Friday, November 14, 2014

Genealogical Misconceptions

I love Who Do You Think You Are. I really do. But it has given rise to some widely held misconceptions.

(Photo by Tom Coates, posted on Wikimedia Commons)
The first is that all women who said they were seamstresses in the censuses were actually prostitutes.  I'm sure some of them were, but there were plenty of women who had to work as seamstresses or milliners or laundresses, especially if their husband died leaving them with dependent children.

The other, which I have heard several people state, is that if a woman had several children who died young, she must have had syphilis. This comes from the Martin Freeman episode. 

Yes, it is certainly true that many people in Victorian England had syphilis (10% according to Dr Peter Greenhouse), but there are other possible cause for repeated child deaths.

One is deaths due to the Rhesus (Rh) factor. You either have, or don't have, the Rhesus factor on your red blood cells.  If you are O+ (for example), you are Rh-positive.  Someone who is O- is Rh-negative.  If an Rh-negative woman has an Rh-positive baby, and their bloods mix (which often doesn't happen until the birth) the mother will start to develop antibodies against the Rhesus factor, which can attack and destroy a baby's red blood cells. Because this usually happens at birth, the first baby is usually fine. But subsequent children will be born very ill and jaundiced due to the destruction of these blood cells. Nowadays this is managed with blood transfusions.  But in the past most of those babies would have died.

A key point that was made in the Martin Freeman episode was that at first the babies of a woman with syphilis would be stillborn, then they would die shortly after birth, and eventually the children would survive, but perhaps with a disability like blindness.

Then there are other cases like one of my husband's ancestors.  I have no definite explanation for this case.

John Bell & Louisa Lewell had the following children (all events in Wood Dalling, Norfolk):
    1. Mary, bap 10 Oct 1824, buried 28 Aug 1825
    2. John, bap 12 May 1826, bur 8 Jun 1826
    3. Mary Elizabeth, bap 3 Jun 1827, bur 20 Dec 1829
    4. Samuel, bap 5 Jul 1829, died 8 Apr 1896 (my husbands ancestor)
    5. Susanna Mary, bap 15 May 1831, bur 31 May 1831
    6. William, bap 28 Oct 1832, bur 29 Jan 1833
    7. Thomas, bap 8 Dec 1833, bur 15 Dec 1833
So of all their children, only one lived past the page of 3.

Was it bad luck, a congential problem, or something more unpleasant?

Required work:
1 – Answer these from the post on genealogical misconceptions:
(a) What share of people in Victorian England had syphilis, according to Dr Peter Greenhouse?
(b) Which episode does the idea that repeated child deaths meant syphilis come from?
(c) Where did all the events for the children of John Bell & Louisa Lewell take place?
2 – Rename "Wood Dalling" as "Foulsham" and write out everything in the post from "Then there are" down to "the page of 3.".
Answer from the post alone.

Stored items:
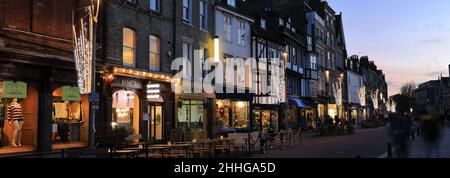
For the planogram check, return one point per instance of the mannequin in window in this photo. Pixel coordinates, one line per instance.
(2, 121)
(15, 114)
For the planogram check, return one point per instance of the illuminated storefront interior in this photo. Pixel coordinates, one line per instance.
(126, 113)
(232, 115)
(18, 135)
(70, 117)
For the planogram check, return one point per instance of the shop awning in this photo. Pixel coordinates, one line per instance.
(299, 103)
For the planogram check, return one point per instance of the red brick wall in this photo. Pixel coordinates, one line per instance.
(17, 14)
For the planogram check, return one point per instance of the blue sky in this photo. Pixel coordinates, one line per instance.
(408, 39)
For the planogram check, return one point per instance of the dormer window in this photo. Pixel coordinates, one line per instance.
(263, 24)
(232, 3)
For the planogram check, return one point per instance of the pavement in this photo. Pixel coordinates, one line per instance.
(365, 143)
(417, 147)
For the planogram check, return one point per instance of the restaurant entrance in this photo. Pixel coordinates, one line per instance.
(156, 121)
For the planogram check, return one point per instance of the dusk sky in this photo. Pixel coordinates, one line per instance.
(408, 39)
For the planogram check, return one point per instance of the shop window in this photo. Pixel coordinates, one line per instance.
(129, 47)
(232, 115)
(154, 53)
(126, 113)
(18, 117)
(69, 117)
(191, 115)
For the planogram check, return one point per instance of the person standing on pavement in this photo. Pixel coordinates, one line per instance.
(431, 133)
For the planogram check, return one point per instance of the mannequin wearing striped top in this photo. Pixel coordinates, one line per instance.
(15, 114)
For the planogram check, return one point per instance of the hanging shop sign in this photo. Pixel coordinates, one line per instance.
(71, 93)
(154, 92)
(127, 83)
(12, 89)
(84, 48)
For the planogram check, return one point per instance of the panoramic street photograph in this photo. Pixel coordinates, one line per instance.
(249, 81)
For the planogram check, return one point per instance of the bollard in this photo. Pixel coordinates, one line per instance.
(389, 149)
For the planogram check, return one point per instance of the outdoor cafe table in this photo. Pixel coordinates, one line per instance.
(163, 147)
(226, 141)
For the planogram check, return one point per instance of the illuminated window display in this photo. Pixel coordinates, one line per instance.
(191, 115)
(266, 119)
(18, 117)
(126, 112)
(69, 116)
(232, 114)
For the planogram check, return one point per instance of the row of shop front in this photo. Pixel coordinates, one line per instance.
(56, 116)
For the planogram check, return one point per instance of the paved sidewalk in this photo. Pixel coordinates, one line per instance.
(418, 147)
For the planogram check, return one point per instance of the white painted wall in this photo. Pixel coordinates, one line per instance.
(233, 48)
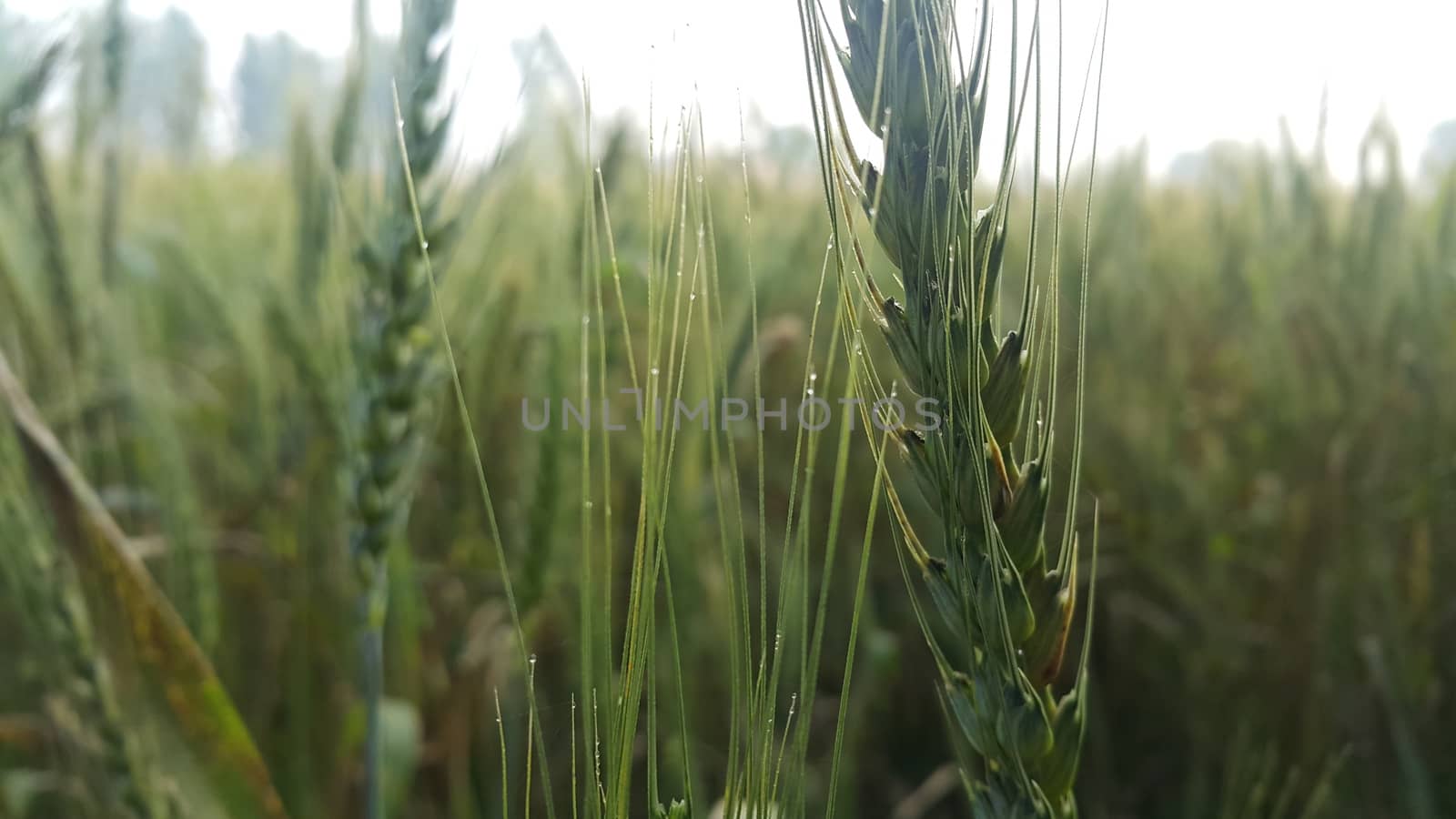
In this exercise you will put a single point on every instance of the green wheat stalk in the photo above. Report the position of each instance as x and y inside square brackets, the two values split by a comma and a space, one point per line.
[397, 349]
[1005, 601]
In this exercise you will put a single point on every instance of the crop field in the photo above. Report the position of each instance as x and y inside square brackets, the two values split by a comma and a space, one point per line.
[864, 470]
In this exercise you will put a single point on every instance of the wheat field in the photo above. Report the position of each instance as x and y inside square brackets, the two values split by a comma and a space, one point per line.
[341, 475]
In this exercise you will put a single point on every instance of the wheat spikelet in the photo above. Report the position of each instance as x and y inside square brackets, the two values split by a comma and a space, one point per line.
[397, 349]
[1006, 601]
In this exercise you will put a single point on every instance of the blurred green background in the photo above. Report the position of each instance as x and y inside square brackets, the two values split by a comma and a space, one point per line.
[1270, 436]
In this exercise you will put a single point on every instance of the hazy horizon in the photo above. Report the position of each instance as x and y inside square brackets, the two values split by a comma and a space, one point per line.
[1179, 76]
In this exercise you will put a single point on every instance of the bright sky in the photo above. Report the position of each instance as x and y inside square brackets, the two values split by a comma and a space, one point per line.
[1179, 73]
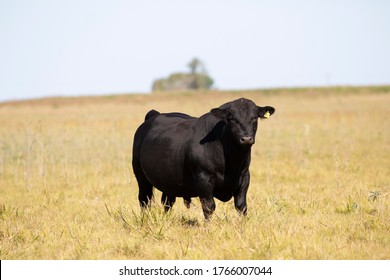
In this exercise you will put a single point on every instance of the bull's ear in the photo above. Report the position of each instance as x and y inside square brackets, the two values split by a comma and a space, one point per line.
[265, 112]
[220, 113]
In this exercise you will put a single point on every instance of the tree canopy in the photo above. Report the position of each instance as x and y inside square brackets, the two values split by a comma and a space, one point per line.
[197, 78]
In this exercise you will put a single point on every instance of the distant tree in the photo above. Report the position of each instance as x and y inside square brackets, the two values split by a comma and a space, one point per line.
[196, 79]
[194, 65]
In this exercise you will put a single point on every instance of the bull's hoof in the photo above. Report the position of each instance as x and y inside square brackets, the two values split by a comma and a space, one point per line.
[187, 202]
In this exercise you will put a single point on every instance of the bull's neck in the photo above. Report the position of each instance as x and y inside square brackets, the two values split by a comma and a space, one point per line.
[237, 157]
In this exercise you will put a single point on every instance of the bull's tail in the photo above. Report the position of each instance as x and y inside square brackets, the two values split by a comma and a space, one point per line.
[151, 114]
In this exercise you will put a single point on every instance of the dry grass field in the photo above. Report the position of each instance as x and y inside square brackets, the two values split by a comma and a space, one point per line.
[319, 187]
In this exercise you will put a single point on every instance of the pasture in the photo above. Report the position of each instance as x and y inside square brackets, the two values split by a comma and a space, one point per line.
[320, 180]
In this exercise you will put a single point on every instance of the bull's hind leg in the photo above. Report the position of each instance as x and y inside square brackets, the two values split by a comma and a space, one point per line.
[145, 194]
[167, 201]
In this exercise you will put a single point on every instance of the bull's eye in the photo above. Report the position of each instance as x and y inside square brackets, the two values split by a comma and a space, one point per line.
[235, 121]
[254, 124]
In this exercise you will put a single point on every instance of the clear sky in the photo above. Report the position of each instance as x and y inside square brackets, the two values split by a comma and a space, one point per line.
[68, 47]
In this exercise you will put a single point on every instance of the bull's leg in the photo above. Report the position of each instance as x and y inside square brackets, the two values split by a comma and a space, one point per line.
[187, 202]
[208, 206]
[240, 196]
[167, 201]
[145, 194]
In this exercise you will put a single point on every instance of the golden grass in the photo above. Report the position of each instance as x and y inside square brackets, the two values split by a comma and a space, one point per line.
[319, 187]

Solutions below:
1 –
(a) 10%
(b) The Martin Freeman episode
(c) Wood Dalling, Norfolk

2 –
Then there are other cases like one of my husband's ancestors.  I have no definite explanation for this case.

John Bell & Louisa Lewell had the following children (all events in Foulsham, Norfolk):
    1. Mary, bap 10 Oct 1824, buried 28 Aug 1825
    2. John, bap 12 May 1826, bur 8 Jun 1826
    3. Mary Elizabeth, bap 3 Jun 1827, bur 20 Dec 1829
    4. Samuel, bap 5 Jul 1829, died 8 Apr 1896 (my husbands ancestor)
    5. Susanna Mary, bap 15 May 1831, bur 31 May 1831
    6. William, bap 28 Oct 1832, bur 29 Jan 1833
    7. Thomas, bap 8 Dec 1833, bur 15 Dec 1833
So of all their children, only one lived past the page of 3.